Aim: Reproduce verbatim the lines below, starting with the line that contains "of the concrete" and ending with the line that contains "point(431, 206)", both included.

Listed entries:
◇ ◇ ◇ ◇ ◇ ◇ ◇

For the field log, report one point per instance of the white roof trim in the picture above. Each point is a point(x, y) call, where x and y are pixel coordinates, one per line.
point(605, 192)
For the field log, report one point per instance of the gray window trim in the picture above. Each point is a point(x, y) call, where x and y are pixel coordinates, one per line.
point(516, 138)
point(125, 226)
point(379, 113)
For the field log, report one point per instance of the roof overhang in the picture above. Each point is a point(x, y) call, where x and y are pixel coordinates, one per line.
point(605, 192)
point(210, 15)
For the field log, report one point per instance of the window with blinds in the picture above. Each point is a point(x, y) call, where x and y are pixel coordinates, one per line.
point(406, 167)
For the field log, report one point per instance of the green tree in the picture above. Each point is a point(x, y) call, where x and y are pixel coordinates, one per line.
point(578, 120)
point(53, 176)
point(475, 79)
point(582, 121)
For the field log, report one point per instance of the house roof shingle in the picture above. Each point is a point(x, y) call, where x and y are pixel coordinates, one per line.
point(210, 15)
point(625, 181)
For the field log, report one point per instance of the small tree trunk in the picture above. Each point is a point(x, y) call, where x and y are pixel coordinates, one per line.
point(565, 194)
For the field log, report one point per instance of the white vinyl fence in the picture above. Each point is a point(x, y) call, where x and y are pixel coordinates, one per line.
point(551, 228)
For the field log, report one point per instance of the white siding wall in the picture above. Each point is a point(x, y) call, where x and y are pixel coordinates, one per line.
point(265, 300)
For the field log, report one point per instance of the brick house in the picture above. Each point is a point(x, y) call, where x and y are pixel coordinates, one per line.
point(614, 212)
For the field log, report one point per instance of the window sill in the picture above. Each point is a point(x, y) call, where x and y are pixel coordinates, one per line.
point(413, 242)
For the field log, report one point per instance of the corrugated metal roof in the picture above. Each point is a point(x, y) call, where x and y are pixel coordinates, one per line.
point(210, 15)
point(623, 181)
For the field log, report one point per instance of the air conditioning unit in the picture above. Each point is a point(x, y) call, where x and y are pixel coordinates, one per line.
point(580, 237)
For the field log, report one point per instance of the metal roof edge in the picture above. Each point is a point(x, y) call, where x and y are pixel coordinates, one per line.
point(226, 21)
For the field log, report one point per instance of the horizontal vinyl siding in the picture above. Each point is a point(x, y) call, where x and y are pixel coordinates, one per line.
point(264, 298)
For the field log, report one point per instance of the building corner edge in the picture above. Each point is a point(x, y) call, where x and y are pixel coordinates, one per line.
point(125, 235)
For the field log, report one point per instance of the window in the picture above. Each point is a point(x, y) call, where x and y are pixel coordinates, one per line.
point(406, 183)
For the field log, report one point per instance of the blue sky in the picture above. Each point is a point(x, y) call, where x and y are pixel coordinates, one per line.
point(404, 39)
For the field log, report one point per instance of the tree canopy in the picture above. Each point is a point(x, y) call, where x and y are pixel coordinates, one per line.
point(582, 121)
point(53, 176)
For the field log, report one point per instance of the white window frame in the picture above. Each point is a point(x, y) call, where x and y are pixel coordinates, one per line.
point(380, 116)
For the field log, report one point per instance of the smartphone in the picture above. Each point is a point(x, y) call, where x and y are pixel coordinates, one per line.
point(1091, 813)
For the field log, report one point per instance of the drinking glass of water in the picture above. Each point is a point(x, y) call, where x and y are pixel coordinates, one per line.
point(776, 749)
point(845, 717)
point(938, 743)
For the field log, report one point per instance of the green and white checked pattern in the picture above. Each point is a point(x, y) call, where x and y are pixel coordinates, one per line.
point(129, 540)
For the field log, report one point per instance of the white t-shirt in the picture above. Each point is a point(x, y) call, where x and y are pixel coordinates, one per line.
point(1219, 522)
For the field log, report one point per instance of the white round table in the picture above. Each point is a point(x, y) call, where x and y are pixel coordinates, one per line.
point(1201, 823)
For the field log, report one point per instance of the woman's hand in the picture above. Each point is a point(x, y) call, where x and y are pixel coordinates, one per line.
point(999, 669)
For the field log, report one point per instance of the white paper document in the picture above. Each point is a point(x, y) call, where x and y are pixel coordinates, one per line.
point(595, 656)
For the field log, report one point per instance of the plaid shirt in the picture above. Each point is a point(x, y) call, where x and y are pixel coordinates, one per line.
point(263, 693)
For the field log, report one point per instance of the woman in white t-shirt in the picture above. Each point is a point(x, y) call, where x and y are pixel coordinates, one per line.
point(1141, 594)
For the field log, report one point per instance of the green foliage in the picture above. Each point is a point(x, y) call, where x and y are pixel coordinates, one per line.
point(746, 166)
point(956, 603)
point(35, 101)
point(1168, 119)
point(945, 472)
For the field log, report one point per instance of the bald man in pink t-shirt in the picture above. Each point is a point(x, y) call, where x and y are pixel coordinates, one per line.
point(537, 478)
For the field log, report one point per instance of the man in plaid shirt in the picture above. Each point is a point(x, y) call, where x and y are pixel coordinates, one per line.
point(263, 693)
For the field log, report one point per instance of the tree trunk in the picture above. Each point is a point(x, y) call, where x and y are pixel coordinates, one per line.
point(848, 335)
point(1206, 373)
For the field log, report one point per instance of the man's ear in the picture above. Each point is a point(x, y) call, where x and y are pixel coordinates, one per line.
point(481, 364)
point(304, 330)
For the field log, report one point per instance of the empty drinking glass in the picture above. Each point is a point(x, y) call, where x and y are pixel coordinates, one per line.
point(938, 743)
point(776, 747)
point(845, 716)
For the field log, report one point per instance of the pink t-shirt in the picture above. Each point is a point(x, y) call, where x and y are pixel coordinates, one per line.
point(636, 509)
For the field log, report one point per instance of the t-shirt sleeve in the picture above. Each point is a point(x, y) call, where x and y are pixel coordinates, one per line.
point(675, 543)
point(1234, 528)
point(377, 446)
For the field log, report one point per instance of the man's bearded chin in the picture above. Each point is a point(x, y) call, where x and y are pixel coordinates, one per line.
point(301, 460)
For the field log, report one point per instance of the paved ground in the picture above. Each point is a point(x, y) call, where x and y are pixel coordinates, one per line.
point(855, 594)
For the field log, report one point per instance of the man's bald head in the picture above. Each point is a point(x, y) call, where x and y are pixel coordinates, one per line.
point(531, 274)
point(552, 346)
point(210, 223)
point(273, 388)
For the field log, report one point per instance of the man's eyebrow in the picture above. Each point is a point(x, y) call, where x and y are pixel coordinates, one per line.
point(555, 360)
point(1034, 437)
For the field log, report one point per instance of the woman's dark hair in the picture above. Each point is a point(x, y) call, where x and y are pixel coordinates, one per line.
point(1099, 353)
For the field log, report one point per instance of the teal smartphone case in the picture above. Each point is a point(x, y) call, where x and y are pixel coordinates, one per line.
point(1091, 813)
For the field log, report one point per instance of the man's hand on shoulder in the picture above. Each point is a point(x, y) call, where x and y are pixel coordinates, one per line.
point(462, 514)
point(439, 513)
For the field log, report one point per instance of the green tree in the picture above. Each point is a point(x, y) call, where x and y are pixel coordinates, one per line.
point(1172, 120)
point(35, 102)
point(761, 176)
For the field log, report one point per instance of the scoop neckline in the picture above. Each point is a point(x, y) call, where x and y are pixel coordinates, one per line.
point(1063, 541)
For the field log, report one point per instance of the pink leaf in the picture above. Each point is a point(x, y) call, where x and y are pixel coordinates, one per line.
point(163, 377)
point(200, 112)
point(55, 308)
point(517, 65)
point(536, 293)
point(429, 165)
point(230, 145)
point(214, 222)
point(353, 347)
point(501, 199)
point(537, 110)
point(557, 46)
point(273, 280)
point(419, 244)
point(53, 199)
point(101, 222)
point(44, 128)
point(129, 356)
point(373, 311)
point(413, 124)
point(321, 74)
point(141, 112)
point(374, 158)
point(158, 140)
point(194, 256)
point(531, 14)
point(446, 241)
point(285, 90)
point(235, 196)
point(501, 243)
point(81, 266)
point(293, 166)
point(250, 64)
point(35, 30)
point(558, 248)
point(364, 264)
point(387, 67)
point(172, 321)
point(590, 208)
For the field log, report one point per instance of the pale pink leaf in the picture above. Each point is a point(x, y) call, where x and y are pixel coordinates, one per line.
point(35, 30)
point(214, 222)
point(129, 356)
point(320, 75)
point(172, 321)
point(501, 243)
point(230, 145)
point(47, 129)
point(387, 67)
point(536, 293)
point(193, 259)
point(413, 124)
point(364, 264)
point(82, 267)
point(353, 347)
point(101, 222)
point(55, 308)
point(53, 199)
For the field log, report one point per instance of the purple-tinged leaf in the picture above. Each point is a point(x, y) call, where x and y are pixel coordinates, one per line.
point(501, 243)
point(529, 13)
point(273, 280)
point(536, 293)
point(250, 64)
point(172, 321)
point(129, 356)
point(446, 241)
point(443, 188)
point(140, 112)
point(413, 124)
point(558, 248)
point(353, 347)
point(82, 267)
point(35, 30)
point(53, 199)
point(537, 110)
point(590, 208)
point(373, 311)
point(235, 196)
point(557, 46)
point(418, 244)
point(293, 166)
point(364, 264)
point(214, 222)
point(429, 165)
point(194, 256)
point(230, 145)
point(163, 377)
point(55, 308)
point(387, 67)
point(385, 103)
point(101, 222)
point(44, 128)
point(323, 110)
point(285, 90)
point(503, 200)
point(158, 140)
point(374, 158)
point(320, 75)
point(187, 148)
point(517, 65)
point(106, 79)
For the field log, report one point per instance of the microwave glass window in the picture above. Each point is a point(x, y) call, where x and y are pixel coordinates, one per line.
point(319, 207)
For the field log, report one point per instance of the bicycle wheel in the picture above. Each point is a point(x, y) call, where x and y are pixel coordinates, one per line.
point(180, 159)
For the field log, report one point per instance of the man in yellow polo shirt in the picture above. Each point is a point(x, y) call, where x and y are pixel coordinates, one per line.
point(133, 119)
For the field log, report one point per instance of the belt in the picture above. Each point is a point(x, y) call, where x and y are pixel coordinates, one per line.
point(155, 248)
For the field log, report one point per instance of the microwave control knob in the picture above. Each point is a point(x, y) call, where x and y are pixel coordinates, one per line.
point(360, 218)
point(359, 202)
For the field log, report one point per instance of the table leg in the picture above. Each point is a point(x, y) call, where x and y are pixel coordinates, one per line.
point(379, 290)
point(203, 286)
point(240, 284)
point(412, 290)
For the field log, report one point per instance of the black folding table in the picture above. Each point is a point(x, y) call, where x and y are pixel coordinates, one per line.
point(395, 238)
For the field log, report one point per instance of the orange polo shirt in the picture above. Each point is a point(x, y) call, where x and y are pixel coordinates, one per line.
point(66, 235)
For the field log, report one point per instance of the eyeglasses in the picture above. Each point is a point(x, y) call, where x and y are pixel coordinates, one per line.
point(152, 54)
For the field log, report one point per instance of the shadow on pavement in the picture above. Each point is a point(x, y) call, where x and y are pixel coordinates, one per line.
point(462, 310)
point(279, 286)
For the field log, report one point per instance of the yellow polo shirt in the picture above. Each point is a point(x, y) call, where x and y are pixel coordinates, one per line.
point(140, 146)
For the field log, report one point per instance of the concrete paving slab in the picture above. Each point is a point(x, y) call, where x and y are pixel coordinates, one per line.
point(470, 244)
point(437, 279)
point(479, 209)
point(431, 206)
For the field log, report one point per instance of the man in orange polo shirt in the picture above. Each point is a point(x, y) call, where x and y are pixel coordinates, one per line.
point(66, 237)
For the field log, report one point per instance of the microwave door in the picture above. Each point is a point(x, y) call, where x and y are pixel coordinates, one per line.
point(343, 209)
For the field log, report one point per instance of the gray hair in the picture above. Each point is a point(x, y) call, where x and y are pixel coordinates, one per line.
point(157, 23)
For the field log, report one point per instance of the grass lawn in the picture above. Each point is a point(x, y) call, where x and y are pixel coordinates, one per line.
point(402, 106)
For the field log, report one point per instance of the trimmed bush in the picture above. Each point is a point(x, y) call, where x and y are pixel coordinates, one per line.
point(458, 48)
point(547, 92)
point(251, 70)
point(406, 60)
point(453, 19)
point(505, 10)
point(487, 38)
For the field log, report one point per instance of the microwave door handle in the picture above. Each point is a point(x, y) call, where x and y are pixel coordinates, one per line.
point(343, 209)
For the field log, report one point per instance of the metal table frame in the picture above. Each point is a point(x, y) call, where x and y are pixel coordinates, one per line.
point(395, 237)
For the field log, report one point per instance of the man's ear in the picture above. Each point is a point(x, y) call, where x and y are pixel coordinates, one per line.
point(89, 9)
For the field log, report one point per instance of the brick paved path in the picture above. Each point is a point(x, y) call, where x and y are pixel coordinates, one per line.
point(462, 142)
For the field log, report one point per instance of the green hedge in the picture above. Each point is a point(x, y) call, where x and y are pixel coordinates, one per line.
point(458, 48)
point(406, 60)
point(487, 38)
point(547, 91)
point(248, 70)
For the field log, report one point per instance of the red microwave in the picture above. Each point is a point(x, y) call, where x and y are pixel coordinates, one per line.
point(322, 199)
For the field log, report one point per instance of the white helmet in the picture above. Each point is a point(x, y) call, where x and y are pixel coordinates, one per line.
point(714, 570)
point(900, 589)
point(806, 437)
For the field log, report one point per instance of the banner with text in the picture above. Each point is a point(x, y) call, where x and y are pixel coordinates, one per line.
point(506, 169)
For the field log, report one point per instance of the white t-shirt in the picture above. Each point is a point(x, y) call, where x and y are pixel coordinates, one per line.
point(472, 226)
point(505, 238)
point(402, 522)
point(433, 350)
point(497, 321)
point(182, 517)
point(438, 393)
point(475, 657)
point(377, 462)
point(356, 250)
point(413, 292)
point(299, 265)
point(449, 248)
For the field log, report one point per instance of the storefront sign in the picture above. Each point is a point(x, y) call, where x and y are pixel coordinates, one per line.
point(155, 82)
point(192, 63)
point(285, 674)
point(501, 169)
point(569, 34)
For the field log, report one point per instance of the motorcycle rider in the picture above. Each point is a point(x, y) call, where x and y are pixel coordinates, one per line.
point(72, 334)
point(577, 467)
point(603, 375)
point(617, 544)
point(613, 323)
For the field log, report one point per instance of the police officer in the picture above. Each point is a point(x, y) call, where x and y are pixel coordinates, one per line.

◇ ◇ ◇ ◇ ◇ ◇ ◇

Response:
For the field log, report one point per instance of the concrete paving slab in the picture above. Each point is a point(x, y) call, where x and y are pixel coordinates, one per line.
point(470, 244)
point(437, 279)
point(479, 209)
point(431, 206)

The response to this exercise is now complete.